● **EXERCISE PROMPT**
Can you carry on the piece about technology and sex, picking up after its last sentence?

● **DOCUMENT SEGMENT**
But another geolocational app has evoked a much more negative reception: Girls Around Me, which was recently pulled out of circulation, used Facebook and Foursquare data to reveal who's nearby, what she looks like, and lots of other personal information (which the "girl" won't realize is being harvested from her profiles). One blog called it a "stalker's dream come true," and another said it "takes creepy to a new level."
While Woody Allen's orgasmatron has never made it into production, many sexcessories are gushing onto the market. Japanese sexbots feature soft, pliant human features, touch sensors, mechanical pulsation for tactile arousal, and sound systems to provide love talk when certain parts of the doll's body are squeezed.
Other new gizmos include body suits, programmable vibrators, and teledildonics. That's a kind of simulated and stimulated reality involving interactive sex toys. Devices like dildos and Fleshlights (male vibrators) connect to computer hookups enabling friends and lovers, or even strangers, to activate wireless erotic play from another room or another country. An interactive Fleshlight might record and transmit the specific speed and force of one user's thrusts, and then translate them into pulses and vibrations on the other end. Webcam users, eat your hearts out.
For those seeking new thrills, obviously, this is a doozy, though some will lament the loss of what used to be the fundamental intimacy of human touch. Futuresex is replete with virtual content and commodified products, and the standard dilemma is whether such mediation enriches or alienates.

● **ENTRIES SUPPLIED**
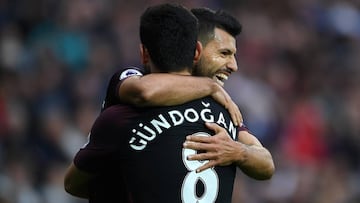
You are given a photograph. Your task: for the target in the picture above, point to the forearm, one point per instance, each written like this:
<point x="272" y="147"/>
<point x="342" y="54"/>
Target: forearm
<point x="165" y="89"/>
<point x="255" y="161"/>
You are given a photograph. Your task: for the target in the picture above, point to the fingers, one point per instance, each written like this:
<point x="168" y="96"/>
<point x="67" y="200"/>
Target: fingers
<point x="208" y="165"/>
<point x="235" y="113"/>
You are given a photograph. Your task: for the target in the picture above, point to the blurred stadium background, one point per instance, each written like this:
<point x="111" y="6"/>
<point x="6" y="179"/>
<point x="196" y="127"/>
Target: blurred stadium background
<point x="298" y="87"/>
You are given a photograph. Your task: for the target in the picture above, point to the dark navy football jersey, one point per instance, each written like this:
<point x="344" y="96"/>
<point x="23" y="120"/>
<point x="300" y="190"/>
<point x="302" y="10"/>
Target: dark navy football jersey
<point x="111" y="97"/>
<point x="137" y="155"/>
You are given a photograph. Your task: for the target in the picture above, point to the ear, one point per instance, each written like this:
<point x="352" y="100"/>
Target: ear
<point x="198" y="51"/>
<point x="144" y="54"/>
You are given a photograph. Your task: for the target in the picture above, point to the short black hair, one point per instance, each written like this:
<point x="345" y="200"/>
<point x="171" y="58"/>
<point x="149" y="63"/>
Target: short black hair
<point x="210" y="19"/>
<point x="169" y="33"/>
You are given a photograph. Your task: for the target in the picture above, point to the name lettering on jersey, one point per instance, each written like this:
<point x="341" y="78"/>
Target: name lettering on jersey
<point x="147" y="132"/>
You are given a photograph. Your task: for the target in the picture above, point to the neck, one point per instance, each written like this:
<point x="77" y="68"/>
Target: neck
<point x="185" y="71"/>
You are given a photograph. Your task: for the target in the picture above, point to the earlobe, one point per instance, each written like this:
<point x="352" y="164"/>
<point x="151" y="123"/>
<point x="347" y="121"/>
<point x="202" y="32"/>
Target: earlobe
<point x="197" y="51"/>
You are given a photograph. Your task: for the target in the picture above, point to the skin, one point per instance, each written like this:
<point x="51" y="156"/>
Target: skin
<point x="218" y="61"/>
<point x="219" y="57"/>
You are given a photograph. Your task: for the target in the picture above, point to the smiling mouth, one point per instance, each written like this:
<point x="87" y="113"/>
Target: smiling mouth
<point x="221" y="78"/>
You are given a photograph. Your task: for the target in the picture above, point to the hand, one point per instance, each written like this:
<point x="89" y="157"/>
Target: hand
<point x="221" y="96"/>
<point x="219" y="149"/>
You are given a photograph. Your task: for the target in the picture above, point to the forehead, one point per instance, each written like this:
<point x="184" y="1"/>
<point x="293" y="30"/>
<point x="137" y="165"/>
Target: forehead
<point x="223" y="40"/>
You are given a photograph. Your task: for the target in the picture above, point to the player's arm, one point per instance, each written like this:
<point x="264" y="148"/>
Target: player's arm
<point x="247" y="153"/>
<point x="162" y="89"/>
<point x="76" y="182"/>
<point x="253" y="158"/>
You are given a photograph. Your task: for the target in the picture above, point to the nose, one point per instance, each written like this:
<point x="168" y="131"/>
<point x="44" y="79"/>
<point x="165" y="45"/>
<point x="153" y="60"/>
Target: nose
<point x="232" y="64"/>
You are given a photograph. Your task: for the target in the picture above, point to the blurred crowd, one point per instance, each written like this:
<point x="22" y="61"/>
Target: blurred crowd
<point x="298" y="87"/>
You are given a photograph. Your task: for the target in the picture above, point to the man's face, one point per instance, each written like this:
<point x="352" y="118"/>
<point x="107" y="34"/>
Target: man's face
<point x="217" y="59"/>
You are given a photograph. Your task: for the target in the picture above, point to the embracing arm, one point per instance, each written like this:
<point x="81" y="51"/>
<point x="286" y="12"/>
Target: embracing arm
<point x="247" y="153"/>
<point x="76" y="182"/>
<point x="254" y="159"/>
<point x="163" y="89"/>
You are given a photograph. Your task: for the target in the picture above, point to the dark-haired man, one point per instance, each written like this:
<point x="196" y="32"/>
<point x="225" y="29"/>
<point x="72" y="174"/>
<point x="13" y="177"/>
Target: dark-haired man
<point x="136" y="154"/>
<point x="217" y="33"/>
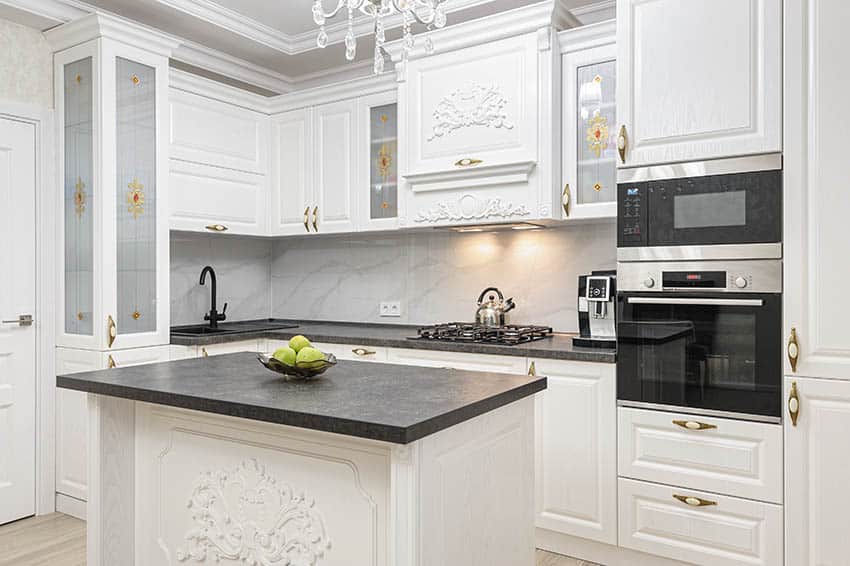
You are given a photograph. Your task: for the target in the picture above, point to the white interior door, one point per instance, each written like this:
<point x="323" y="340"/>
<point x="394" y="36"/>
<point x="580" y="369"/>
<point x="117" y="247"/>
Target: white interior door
<point x="17" y="341"/>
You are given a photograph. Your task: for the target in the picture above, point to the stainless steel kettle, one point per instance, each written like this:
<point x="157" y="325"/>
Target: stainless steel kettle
<point x="492" y="312"/>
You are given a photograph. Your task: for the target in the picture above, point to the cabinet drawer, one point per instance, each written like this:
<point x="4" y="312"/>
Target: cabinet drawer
<point x="726" y="531"/>
<point x="737" y="458"/>
<point x="457" y="360"/>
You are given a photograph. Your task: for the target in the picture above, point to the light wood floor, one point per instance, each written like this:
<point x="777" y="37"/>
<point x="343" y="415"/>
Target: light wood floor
<point x="60" y="540"/>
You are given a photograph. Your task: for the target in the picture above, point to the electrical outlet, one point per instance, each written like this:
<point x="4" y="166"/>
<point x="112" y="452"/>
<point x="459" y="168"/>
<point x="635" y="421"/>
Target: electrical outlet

● **ANSWER BOX**
In Alone Together (Basic Books, 2011), Sherry Turkle argues that increasing dependence on technology leads to a consequent diminution in personal connections. "Technology is seductive when what it offers meets our human vulnerabilities," she writes. "And as it turns out, we are very vulnerable indeed. We are lonely but fearful of intimacy. Digital connections ... may offer the illusion of companionship without the demands of friendship."
And accompanying that arguably lost intimacy is a loss of privacy wrought by the digital revolution, just as privacy has been sacrificed in other realms of entertainment, work, and communication. Privacy and secrecy have traditionally been fundamental to sexual culture. To digital immigrants like myself, their loss is unnerving. But to digital natives, perhaps it will be liberating.
Freud, Kinsey, Masters and Johnson, Dr. Ruth, and so many other 20th-century sexuality mavens worked to liberate sexual consciousness from the psychological and social isolation of an earlier era, in which the watchword (not just for LGBT soldiers, but for everyone) might have been, "Don't ask, don't tell." For better and worse, sexual images, discussions, and communities are now indelibly part of an open-access civic realm. Futuresex is commodified, archived. Sex has at once become technologically advanced and technologically tainted.
Prognostications come with the futuresex turf. The artificial-intelligence visionary David Levy: In 30 years, sex with robots will be commonplace. The journalist Liza Mundy: Women are going to want sex more than men do. The political activist Peter Tatchell: In a future nonhomophobic society, as taboos recede, more people are likely to have gay sex.
I won't add my prophecies to the many already out there. I'll just buckle up and try to keep an open mind—come what may.